■ 練習問題:
• A. 先行技術に関する本文を読み、次の問いに答えてください。
(i) 特許文献1では、ヒーター7cをどこに配置していますか。
(ii) 特許文献2では、どこからの熱の移動を防いでいますか。
(iii) 特許文献2の出願人はだれですか。
• B. 先行技術に関する本文のうち、「特開2008−252106号公報(特許文」を含む語句で始まり「からの熱の移動を防いでいる。」で終わる部分を、一字も変えずに出力してください。

特開2008−252106号公報(特許文献1)では、図11に示すようにシャフト8に接近した位置にヒーター7cを配置し、シャフト8を高温に保つことで、サセプター6のシャフト8との取付部の温度低下を防いでいる。
【0012】
また、特開2000−323556号公報(特許文献2)では、サセプターと接触部材の熱伝導率をサセプターより低くすることで、サセプターに接触する部材からの熱の移動を防いでいる。
【先行技術文献】
【特許文献】
【0013】
【特許文献1】特開2008−252106号公報(出願人/ビーコ)
【特許文献2】特開2000−323556号公報(出願人/コマツ電子金属株式会社)

[コレクションから取り出した行]
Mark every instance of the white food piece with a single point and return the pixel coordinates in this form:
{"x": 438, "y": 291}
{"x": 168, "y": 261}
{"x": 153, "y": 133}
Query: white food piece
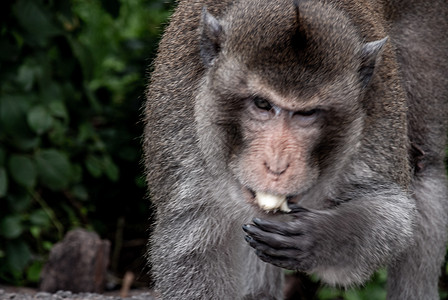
{"x": 272, "y": 202}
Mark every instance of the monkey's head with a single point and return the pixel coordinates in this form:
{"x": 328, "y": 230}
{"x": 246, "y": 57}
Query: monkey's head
{"x": 280, "y": 105}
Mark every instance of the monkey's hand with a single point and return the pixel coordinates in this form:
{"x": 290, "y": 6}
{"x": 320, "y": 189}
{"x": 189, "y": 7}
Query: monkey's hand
{"x": 343, "y": 245}
{"x": 286, "y": 244}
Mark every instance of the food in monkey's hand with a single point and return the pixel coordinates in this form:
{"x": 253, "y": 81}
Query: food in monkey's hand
{"x": 270, "y": 202}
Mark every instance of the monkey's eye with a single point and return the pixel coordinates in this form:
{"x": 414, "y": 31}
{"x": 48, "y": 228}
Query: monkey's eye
{"x": 307, "y": 113}
{"x": 306, "y": 117}
{"x": 262, "y": 104}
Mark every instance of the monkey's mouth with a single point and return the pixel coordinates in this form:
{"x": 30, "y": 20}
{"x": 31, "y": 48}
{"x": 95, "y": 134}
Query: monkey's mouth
{"x": 270, "y": 202}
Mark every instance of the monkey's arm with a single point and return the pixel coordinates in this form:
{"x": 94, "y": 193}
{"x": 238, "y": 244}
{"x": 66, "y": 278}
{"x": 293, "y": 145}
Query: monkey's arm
{"x": 343, "y": 245}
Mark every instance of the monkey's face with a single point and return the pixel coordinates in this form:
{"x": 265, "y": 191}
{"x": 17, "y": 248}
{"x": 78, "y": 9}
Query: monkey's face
{"x": 276, "y": 153}
{"x": 279, "y": 107}
{"x": 285, "y": 148}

■ 解答:
• A.
(i) シャフト8に接近した位置
(ii) サセプターに接触する部材
(iii) コマツ電子金属株式会社

• B.
特開2008−252106号公報(特許文献1)では、図11に示すようにシャフト8に接近した位置にヒーター7cを配置し、シャフト8を高温に保つことで、サセプター6のシャフト8との取付部の温度低下を防いでいる。
【0012】
また、特開2000−323556号公報(特許文献2)では、サセプターと接触部材の熱伝導率をサセプターより低くすることで、サセプターに接触する部材からの熱の移動を防いでいる。